> _Task requirements_
Please copy out everything in the listing below from the line containing "Would you mind annotating the door" down to the end of the listing, both ends and the requests included, multiplying each coordinate in the answers by 1.4 and rounding to whole numbers with halves rounded up. Leave out the rest of the listing.

> _Raw data_
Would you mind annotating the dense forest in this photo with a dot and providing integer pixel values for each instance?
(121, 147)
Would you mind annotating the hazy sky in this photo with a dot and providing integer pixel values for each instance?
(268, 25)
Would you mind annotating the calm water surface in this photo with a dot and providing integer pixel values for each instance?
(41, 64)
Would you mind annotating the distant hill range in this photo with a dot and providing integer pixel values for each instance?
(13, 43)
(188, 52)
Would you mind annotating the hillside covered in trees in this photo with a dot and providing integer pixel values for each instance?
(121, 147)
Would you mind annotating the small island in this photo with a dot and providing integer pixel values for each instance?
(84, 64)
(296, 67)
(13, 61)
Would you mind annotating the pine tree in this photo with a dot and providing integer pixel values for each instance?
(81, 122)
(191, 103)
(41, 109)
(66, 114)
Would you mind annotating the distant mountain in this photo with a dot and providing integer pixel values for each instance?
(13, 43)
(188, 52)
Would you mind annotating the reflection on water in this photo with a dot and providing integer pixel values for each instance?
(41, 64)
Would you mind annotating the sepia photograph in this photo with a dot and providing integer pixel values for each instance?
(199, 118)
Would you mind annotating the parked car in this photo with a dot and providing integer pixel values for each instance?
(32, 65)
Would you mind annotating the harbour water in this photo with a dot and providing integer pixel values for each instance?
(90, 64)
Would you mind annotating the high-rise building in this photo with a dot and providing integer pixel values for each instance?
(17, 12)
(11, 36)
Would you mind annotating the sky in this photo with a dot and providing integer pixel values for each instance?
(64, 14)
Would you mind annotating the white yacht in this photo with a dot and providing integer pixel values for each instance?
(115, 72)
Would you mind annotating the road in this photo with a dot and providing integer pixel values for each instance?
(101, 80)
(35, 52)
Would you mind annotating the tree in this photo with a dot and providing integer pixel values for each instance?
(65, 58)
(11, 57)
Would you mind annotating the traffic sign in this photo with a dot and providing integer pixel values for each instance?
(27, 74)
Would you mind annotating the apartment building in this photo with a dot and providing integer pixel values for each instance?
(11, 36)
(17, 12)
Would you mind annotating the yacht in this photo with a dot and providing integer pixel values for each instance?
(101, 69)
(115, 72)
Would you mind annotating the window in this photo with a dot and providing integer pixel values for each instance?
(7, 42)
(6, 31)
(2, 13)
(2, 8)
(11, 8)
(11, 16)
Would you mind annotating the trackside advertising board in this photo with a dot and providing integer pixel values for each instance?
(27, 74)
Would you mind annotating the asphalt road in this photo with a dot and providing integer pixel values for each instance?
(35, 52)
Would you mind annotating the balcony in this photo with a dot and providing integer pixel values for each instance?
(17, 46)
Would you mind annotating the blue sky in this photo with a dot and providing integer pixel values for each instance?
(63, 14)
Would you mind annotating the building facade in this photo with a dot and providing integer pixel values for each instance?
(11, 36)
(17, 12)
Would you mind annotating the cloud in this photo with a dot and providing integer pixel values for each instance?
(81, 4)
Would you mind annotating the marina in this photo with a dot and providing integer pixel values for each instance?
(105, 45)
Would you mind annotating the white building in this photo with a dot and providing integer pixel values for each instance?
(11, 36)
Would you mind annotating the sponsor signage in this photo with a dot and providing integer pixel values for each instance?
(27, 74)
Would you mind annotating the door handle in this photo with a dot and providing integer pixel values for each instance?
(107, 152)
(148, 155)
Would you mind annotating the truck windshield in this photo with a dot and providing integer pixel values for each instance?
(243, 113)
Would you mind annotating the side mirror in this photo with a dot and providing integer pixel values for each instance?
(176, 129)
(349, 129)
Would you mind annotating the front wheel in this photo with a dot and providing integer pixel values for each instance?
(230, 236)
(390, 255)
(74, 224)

> _Exercise response_
Would you mind annotating the door handle in this photo with a dot and providing integer pixel values for each instance?
(150, 213)
(207, 217)
Would you mind annotating the truck windshield in this photo with a dot and providing integer pixel values for each instance?
(340, 158)
Would you mind annotating the side mirror in this photo with a dot and providing integer pixel values for each instance?
(246, 181)
(489, 181)
Would you mind annotating the front wheel in this photo with a dot and providing integer pixel values for each instance?
(322, 330)
(546, 357)
(104, 314)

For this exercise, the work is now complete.